EXERCISE REQUIREMENTS
Which lines below hold the word "royce"? Copy all of them.

Natural-language object grounding data:
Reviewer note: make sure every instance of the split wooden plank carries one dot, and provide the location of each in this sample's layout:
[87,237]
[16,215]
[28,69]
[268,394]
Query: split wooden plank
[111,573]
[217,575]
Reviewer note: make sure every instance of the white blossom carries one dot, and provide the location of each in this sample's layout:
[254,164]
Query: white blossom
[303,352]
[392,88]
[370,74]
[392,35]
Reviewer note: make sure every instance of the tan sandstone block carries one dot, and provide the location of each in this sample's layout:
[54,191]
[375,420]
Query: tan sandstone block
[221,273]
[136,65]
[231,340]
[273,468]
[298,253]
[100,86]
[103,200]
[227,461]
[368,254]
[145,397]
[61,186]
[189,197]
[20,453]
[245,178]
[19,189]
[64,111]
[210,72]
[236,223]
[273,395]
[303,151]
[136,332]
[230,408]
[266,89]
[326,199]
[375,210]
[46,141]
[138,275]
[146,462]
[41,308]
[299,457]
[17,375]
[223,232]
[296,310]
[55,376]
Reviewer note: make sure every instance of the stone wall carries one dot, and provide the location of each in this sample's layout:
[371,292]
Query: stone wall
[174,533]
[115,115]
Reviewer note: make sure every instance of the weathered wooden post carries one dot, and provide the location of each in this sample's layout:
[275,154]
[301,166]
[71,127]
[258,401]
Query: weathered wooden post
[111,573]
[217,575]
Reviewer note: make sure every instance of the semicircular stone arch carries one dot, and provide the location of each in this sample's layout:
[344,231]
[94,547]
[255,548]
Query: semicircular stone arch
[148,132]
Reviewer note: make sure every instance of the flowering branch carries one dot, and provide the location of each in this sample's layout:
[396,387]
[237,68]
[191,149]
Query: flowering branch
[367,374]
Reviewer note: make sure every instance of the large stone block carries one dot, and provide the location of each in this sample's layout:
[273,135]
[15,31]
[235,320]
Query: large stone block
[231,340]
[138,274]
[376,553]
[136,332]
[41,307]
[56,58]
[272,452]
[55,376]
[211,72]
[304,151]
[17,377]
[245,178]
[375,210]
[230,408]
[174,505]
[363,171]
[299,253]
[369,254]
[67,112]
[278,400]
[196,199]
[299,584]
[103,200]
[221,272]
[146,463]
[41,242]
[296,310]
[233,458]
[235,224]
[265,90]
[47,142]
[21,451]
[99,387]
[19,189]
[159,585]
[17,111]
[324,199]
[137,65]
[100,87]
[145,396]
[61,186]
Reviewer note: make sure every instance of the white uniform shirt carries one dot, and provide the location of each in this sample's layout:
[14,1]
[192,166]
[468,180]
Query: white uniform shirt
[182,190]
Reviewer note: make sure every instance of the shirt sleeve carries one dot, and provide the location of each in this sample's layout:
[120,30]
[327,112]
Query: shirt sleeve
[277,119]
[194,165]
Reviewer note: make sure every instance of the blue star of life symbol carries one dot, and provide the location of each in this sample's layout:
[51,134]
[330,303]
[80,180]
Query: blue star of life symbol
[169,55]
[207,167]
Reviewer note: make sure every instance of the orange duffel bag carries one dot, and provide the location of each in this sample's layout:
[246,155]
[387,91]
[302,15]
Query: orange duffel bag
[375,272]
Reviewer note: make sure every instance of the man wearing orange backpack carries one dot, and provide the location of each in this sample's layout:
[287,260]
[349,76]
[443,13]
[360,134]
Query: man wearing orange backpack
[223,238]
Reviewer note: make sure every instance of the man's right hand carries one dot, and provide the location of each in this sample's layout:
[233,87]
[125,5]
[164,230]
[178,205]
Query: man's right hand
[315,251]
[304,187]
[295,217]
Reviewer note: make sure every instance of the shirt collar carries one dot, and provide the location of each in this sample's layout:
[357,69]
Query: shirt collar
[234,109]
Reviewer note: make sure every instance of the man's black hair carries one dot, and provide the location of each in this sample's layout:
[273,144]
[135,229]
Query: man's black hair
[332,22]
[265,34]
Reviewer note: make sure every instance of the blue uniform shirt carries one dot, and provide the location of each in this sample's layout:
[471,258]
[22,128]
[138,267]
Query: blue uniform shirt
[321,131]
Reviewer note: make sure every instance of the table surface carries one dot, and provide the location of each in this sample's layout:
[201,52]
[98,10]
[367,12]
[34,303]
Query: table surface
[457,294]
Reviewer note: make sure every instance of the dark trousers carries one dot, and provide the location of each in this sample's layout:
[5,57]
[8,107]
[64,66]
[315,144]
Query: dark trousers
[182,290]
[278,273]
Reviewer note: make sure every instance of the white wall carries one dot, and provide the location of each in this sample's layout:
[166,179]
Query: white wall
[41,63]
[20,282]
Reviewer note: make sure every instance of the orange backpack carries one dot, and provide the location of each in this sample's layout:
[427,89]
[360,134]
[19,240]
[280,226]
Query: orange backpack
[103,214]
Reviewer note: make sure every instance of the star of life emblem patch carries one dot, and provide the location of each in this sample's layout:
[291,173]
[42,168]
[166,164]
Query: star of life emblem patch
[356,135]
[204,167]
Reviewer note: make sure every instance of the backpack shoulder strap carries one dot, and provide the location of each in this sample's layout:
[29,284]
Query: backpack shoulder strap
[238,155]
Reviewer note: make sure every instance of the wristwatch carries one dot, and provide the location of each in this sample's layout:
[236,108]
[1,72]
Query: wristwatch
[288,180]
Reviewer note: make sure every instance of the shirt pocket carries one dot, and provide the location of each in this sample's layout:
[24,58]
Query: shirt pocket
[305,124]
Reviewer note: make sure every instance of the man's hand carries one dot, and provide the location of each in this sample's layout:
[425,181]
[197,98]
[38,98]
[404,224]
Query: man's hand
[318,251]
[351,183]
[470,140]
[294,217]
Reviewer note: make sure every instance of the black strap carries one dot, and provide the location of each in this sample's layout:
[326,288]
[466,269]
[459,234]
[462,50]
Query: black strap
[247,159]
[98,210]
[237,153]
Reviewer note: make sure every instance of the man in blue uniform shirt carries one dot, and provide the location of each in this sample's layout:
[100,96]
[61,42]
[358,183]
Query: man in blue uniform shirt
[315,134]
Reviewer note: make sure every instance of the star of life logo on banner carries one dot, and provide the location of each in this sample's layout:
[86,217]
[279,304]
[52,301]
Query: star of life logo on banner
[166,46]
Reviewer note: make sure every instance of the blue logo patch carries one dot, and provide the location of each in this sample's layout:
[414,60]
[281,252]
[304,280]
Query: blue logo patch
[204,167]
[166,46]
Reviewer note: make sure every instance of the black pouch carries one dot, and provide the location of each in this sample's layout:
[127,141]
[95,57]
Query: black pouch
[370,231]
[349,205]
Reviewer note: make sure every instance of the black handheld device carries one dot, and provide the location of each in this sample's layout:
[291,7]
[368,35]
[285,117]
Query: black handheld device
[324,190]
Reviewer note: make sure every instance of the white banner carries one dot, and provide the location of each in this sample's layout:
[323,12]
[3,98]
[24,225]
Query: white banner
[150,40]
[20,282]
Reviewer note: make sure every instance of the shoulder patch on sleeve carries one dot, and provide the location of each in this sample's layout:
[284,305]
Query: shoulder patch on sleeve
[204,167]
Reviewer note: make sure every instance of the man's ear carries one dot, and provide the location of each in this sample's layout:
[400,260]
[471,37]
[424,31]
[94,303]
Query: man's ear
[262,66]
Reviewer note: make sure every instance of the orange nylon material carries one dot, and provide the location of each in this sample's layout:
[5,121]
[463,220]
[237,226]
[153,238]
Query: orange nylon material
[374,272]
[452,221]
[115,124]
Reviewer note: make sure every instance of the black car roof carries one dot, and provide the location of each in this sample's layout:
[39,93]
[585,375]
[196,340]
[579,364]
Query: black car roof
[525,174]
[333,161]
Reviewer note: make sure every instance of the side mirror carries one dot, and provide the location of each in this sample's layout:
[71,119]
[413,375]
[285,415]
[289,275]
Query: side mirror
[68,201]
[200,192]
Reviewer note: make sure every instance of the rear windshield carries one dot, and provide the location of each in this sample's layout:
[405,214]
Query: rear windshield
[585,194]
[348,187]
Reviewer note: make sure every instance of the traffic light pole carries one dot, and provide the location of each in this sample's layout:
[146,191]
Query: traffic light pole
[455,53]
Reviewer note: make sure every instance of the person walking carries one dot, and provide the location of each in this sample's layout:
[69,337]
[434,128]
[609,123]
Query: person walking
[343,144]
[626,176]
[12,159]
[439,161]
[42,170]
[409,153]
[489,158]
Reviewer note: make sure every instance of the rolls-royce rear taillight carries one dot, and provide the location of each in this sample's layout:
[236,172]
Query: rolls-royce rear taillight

SOLUTION
Reviewer note: make sure every instance of the rolls-royce rear taillight carries one dot, and provide the location of each in this sample's layout:
Query: rolls-royce rear taillight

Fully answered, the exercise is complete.